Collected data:
>> Begin

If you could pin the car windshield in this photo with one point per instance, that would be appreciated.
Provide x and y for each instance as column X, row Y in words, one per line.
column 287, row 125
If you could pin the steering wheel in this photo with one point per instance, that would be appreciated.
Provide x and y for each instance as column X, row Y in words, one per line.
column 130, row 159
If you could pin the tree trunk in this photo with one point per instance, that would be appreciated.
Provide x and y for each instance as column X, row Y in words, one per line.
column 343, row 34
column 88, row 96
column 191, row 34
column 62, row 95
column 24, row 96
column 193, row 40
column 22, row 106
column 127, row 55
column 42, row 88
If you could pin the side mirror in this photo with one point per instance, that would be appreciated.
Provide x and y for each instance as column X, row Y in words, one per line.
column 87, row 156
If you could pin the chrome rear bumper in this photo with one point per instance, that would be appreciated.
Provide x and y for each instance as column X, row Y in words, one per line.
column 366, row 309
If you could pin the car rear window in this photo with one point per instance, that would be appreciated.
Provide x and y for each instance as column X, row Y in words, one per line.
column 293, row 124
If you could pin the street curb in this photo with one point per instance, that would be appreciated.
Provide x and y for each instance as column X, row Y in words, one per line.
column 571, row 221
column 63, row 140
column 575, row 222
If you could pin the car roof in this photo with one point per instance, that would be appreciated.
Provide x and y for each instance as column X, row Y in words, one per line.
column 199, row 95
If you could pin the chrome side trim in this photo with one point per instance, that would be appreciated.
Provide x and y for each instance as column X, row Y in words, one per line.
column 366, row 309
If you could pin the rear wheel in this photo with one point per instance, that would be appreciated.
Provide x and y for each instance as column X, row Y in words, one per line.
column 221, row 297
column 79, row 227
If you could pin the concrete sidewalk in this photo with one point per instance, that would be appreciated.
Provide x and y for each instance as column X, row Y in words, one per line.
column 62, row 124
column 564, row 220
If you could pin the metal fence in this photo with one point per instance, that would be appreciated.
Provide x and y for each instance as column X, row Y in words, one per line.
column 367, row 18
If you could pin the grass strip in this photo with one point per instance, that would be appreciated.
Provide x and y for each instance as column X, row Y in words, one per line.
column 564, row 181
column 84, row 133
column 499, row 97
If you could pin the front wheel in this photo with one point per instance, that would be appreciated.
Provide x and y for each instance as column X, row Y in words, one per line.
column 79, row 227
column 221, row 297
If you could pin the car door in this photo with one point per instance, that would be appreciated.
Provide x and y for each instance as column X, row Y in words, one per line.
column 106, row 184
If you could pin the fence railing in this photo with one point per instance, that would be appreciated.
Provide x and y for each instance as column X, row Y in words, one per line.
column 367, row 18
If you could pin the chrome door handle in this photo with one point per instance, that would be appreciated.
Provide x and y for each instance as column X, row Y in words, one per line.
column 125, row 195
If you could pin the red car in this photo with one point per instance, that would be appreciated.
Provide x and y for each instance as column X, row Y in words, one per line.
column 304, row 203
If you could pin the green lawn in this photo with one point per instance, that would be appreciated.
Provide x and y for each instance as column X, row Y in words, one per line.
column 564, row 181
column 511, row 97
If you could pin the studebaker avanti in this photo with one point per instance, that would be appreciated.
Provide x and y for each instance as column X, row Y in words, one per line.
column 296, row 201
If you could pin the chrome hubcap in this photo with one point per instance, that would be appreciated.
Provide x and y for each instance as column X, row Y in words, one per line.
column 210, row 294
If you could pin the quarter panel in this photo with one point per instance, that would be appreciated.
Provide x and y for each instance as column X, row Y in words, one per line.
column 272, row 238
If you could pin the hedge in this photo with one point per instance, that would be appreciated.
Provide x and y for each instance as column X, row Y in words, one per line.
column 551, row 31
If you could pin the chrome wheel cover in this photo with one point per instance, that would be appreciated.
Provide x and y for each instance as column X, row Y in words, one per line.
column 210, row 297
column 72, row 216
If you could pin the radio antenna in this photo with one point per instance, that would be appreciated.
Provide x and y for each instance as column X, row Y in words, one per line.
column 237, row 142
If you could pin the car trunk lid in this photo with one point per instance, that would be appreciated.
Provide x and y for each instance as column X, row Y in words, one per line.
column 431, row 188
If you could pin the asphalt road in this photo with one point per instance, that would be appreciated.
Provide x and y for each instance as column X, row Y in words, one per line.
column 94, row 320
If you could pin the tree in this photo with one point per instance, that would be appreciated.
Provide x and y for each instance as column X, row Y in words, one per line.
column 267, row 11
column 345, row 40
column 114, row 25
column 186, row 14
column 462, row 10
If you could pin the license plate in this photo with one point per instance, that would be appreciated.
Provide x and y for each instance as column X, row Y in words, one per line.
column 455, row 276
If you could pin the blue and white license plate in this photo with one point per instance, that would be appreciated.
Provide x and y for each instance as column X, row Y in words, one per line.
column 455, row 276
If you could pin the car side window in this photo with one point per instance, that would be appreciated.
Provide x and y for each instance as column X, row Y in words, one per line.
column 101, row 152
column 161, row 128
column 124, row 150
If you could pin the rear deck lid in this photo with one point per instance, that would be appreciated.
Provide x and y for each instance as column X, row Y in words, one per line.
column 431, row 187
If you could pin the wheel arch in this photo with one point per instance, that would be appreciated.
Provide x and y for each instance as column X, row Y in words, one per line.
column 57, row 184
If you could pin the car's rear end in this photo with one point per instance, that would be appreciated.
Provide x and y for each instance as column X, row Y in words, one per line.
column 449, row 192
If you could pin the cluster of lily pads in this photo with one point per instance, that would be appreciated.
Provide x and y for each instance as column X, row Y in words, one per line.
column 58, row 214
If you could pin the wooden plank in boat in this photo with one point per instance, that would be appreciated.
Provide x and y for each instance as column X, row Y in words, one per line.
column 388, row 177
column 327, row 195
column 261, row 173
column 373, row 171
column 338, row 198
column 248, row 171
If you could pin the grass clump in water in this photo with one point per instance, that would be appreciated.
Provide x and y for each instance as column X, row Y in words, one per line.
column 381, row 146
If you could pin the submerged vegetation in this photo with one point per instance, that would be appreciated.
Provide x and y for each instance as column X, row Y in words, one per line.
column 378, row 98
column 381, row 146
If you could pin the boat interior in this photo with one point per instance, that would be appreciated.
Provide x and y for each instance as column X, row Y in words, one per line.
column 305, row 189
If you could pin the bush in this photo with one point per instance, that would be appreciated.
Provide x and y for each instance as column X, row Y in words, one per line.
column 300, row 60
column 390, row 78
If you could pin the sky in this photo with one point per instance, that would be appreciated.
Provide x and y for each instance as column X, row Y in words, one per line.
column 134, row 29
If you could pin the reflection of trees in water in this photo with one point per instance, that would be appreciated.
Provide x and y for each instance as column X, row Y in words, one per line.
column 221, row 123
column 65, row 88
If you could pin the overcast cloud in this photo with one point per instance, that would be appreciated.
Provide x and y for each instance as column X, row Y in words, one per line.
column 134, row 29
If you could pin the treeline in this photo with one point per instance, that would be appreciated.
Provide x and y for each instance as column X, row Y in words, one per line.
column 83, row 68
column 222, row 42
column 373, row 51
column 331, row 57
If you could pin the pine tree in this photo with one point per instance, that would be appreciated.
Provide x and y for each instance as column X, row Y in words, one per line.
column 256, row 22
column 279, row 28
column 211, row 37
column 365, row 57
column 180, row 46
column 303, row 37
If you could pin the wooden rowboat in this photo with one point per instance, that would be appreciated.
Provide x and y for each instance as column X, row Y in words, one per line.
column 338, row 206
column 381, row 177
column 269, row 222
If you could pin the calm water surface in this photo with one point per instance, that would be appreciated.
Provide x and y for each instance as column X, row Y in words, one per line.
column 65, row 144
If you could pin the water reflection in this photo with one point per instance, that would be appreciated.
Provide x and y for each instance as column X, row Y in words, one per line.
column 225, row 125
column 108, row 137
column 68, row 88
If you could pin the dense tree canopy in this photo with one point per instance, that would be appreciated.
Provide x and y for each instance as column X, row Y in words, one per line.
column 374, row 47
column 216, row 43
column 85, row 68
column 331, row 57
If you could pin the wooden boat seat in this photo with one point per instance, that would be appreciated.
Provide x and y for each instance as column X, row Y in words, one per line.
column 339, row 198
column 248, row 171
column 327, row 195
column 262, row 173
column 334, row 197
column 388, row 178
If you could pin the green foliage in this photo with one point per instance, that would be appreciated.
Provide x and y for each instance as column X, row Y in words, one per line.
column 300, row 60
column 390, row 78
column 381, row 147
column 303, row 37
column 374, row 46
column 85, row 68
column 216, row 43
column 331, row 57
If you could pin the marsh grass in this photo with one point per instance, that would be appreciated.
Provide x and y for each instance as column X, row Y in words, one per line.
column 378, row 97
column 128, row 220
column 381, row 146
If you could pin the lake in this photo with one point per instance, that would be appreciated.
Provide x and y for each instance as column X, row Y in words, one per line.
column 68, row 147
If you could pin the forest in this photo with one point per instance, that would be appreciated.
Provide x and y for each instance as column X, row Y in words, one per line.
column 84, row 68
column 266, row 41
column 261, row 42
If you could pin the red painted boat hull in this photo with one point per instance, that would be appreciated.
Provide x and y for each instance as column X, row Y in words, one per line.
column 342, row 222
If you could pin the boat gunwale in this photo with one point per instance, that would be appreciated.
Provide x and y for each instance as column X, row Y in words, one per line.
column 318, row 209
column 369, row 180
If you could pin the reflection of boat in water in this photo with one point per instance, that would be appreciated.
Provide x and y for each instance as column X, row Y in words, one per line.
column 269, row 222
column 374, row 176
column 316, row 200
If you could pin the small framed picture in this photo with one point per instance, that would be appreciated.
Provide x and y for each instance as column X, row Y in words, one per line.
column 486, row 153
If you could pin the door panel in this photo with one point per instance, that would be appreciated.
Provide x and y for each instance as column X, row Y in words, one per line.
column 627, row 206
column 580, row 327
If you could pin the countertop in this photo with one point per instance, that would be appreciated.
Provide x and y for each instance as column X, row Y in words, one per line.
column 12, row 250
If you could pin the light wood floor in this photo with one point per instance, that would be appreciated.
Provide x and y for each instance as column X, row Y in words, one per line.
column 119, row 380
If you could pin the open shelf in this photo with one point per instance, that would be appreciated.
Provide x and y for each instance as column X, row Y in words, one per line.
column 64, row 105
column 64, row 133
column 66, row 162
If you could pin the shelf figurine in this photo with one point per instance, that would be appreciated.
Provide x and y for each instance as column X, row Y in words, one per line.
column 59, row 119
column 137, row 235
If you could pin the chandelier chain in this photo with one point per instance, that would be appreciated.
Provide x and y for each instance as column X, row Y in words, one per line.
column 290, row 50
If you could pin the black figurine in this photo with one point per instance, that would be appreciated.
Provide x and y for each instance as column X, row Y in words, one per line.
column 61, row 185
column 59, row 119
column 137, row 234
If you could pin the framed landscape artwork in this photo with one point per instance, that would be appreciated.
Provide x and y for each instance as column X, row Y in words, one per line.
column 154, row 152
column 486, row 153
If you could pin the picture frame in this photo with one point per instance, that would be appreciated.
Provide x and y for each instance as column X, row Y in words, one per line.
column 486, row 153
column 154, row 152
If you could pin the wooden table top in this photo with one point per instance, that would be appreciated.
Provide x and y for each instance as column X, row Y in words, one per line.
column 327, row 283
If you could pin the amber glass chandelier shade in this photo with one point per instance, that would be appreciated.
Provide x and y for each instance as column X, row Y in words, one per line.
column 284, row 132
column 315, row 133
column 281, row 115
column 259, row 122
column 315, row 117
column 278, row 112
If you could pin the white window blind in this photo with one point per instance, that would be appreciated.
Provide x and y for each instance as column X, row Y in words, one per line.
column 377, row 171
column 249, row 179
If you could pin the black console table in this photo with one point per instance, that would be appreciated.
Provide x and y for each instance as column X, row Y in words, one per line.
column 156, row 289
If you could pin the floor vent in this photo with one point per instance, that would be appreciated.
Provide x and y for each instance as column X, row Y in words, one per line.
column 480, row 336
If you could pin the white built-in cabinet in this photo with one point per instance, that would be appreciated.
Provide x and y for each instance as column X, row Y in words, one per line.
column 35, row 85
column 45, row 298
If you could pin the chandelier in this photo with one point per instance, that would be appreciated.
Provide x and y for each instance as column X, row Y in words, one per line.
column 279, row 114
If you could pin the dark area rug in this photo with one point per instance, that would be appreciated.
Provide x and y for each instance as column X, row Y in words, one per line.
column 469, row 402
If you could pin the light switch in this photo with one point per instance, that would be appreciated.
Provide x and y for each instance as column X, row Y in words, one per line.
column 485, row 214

>> End

What is being asked
In the part of the listing that runs from the line containing "If you could pin the chandelier in" through the end of the listing, replace "light switch" with "wall outlet". Give only those lines back, with nothing else changed.

Correct response
If you could pin the chandelier in this photo with one point per instance, that would be appreciated.
Provide x and y for each instance as column X, row Y in words, one per line.
column 279, row 114
If you could pin the dark area rug in this photo with one point per instance, that would be appreciated.
Provide x and y for each instance as column X, row Y in words, one per line.
column 469, row 402
If you could pin the wall outlet in this photo with one point per instance, that would be appreciated.
Provide x and y for each instance as column X, row Y in words, one per line.
column 485, row 214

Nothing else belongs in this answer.